"""
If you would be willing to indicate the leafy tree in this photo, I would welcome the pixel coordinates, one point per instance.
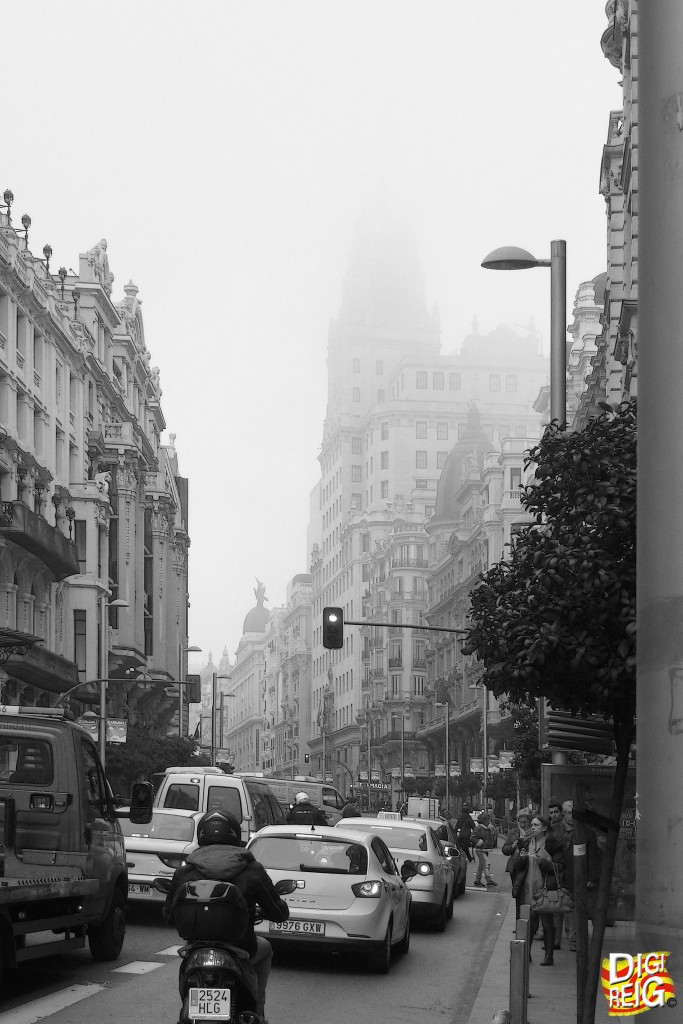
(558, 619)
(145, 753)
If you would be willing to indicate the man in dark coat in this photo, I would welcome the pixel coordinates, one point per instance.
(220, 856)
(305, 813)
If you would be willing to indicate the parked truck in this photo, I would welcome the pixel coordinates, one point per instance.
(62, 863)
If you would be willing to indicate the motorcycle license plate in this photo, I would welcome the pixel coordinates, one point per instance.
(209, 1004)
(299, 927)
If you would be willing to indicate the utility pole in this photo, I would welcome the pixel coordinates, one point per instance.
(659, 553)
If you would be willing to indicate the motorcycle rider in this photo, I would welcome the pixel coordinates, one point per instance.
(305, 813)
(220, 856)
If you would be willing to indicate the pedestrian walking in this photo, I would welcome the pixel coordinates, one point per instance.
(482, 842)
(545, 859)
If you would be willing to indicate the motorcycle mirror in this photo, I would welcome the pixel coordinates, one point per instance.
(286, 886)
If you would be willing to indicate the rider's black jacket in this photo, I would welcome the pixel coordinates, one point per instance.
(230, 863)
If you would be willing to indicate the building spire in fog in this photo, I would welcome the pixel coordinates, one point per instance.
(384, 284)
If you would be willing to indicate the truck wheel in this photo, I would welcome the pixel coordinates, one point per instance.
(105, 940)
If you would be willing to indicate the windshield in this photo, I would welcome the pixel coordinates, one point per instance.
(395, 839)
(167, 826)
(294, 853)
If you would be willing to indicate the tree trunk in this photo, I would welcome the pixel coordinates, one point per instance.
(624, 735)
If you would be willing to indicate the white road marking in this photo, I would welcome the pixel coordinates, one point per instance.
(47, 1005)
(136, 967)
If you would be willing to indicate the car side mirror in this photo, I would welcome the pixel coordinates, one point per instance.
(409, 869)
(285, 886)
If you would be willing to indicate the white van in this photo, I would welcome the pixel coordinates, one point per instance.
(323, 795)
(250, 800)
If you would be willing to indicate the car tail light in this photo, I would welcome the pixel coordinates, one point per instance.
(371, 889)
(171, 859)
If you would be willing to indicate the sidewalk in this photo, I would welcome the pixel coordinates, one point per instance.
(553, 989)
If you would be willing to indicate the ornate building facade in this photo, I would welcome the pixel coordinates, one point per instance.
"""
"""
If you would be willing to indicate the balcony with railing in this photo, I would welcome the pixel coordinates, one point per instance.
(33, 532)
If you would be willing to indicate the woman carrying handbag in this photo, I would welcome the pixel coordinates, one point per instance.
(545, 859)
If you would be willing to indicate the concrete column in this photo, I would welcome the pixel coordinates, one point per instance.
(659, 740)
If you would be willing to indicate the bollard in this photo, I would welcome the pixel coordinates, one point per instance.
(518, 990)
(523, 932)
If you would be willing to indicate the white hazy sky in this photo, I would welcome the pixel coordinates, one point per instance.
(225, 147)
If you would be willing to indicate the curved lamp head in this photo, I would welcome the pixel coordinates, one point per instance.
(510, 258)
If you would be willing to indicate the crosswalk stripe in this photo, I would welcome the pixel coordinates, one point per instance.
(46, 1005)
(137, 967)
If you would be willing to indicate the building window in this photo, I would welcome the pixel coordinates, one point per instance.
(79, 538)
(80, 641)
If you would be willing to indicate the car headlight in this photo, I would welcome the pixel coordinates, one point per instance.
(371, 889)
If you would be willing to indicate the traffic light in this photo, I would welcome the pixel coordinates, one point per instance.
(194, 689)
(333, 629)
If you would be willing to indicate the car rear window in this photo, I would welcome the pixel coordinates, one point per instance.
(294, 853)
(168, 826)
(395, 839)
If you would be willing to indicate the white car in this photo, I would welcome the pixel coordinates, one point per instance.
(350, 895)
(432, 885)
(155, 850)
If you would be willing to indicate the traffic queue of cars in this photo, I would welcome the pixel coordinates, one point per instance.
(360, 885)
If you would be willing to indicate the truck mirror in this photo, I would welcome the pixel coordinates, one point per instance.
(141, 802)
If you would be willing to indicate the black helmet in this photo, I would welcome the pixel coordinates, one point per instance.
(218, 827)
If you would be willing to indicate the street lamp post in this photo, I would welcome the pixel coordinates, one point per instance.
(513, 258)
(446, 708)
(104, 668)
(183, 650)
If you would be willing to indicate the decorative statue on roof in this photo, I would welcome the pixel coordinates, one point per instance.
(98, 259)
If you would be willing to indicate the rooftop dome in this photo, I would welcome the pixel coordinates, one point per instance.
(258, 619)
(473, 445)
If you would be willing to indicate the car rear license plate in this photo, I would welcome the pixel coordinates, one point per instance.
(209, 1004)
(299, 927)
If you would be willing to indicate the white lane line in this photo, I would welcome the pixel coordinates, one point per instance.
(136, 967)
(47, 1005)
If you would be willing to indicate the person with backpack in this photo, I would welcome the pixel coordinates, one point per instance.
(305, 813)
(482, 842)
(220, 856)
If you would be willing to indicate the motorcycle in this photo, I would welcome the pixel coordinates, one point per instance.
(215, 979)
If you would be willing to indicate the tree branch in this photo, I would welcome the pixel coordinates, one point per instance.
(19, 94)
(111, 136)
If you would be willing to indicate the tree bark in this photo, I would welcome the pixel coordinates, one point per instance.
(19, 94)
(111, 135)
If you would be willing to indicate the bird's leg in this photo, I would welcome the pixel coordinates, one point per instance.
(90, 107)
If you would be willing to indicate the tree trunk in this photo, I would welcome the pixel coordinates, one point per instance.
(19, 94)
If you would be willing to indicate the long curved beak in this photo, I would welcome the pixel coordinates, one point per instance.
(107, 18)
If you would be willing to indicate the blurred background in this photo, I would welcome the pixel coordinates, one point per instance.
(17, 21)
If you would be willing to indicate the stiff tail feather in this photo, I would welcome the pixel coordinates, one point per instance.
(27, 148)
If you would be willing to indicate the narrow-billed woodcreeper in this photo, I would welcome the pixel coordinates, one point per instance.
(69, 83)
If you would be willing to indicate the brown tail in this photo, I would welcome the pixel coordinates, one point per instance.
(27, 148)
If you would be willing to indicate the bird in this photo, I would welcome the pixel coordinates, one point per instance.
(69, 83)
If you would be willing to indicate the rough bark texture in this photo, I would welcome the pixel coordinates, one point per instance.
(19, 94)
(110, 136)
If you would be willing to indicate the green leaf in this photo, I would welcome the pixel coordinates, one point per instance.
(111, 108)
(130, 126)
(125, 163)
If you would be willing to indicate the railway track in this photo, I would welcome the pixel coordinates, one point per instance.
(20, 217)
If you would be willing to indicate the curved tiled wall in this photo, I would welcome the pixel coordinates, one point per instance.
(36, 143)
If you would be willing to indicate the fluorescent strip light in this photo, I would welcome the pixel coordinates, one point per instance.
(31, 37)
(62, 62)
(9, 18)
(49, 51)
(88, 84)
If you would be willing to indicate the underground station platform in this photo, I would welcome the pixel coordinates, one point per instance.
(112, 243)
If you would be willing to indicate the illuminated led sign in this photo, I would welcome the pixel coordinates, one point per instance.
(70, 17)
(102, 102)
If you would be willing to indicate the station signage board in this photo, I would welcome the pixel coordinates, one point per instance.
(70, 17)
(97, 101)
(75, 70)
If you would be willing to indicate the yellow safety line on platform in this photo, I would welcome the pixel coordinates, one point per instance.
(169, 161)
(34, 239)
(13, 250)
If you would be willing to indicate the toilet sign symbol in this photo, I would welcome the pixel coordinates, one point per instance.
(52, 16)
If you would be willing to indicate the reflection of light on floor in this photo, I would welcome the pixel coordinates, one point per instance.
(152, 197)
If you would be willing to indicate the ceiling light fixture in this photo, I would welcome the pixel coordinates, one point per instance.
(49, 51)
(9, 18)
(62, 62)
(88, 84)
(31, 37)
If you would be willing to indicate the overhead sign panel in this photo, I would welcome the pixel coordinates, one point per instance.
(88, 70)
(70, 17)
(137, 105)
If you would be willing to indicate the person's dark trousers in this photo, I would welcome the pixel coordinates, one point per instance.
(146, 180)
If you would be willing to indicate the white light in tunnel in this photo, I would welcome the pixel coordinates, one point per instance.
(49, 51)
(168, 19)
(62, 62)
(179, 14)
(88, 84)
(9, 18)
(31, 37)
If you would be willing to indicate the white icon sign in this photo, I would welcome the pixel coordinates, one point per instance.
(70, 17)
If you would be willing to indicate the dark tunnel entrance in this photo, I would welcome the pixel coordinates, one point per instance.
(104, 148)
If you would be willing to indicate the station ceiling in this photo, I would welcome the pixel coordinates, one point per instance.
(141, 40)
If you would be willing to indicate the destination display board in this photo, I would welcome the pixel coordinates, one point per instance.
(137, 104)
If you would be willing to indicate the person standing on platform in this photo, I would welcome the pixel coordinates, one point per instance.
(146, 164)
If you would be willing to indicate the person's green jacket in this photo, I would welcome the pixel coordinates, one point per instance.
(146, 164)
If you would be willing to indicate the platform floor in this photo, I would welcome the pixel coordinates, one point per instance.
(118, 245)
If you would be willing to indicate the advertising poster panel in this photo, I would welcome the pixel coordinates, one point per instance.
"""
Goal of the exercise:
Count the lines in the entries above that contain the word "jacket", matching case exactly, and reply with the number alone.

Response for this exercise:
2